◆ Task instructions: Restate the records below word for word.

◆ Task material:
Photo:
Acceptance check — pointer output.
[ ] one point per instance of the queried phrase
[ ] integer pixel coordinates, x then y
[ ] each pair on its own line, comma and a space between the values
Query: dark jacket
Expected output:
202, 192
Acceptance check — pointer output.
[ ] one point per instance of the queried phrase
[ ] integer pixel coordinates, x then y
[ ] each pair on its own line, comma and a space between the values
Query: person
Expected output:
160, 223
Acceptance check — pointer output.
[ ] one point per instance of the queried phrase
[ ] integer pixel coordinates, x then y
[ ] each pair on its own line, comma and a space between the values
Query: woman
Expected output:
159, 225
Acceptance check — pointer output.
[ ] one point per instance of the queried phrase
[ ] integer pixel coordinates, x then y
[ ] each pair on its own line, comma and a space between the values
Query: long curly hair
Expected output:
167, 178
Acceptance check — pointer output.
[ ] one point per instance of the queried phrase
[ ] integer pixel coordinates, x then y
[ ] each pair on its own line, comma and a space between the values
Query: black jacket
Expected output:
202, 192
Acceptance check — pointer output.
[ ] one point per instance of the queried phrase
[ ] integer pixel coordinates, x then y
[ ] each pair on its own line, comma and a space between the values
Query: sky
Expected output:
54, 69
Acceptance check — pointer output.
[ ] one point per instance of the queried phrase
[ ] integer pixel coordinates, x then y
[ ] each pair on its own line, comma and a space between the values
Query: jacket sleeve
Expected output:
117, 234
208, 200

◆ Correct output:
Photo:
Acceptance check — pointer output.
[ ] one point per instance of the queried phrase
[ ] integer pixel coordinates, x then y
[ ] each pair on its own line, comma and a space between the values
Query: dark jacket
Expected output:
202, 192
Acceptance check — pointer output.
[ ] one point per instance of the queried phrase
[ ] integer pixel coordinates, x then y
[ ] each pair on its own line, comma and a space between the values
Query: person
Expected output:
160, 223
Acceptance check — pointer output.
[ ] one point per instance of the queried phrase
[ ] integer pixel coordinates, x then y
[ ] each pair on its own line, comma and a space between the values
Query: woman
Expected output:
159, 225
Acceptance check — pointer output.
[ ] one point per instance of the queried phrase
[ ] integer pixel coordinates, x then y
[ ] each pair on its own line, comma and a space between the values
Query: long curly hair
Expected output:
167, 178
Acceptance check — pointer output.
[ ] one point per instance of the queried phrase
[ ] integer pixel coordinates, x then y
[ ] each pair on its own line, comma and a space between the values
Query: black jacket
Expected output:
202, 192
Acceptance check — pointer output.
[ ] one point per instance of the queried phrase
[ ] integer pixel coordinates, x then y
[ ] each pair on its own line, comma and a space between the values
Query: sky
Expected output:
54, 69
Acceptance check — pointer output.
[ ] one point per instance of the queried phrase
[ ] integer pixel coordinates, x then y
[ ] each pair on its own line, comma and a space between the values
Query: jacket sleeve
Expected output:
117, 234
208, 200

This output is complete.